What the task requires => Transcribe every line of the data below without changing a single character.

++++ Dataset records

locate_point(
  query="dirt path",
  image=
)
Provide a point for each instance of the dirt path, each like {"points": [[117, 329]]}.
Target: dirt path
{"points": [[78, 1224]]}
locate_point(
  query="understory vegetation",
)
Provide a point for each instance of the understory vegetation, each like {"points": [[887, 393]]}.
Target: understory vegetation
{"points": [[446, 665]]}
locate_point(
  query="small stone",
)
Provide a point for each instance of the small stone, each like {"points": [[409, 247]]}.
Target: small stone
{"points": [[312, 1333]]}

++++++++

Task result =>
locate_point(
  query="dirt path",
  image=
)
Provide a point for each instance of the dirt path, each like {"points": [[117, 329]]}.
Target: dirt path
{"points": [[78, 1224]]}
locate_point(
  query="understory vegetation",
)
Provide a point for each instance of the understory vegetation, each like {"points": [[887, 393]]}.
Target: understory vegetation
{"points": [[446, 665]]}
locate_point(
  query="small stone",
)
Provide a point for each instance of the small stone, each like {"points": [[409, 247]]}.
Target: small stone
{"points": [[312, 1333]]}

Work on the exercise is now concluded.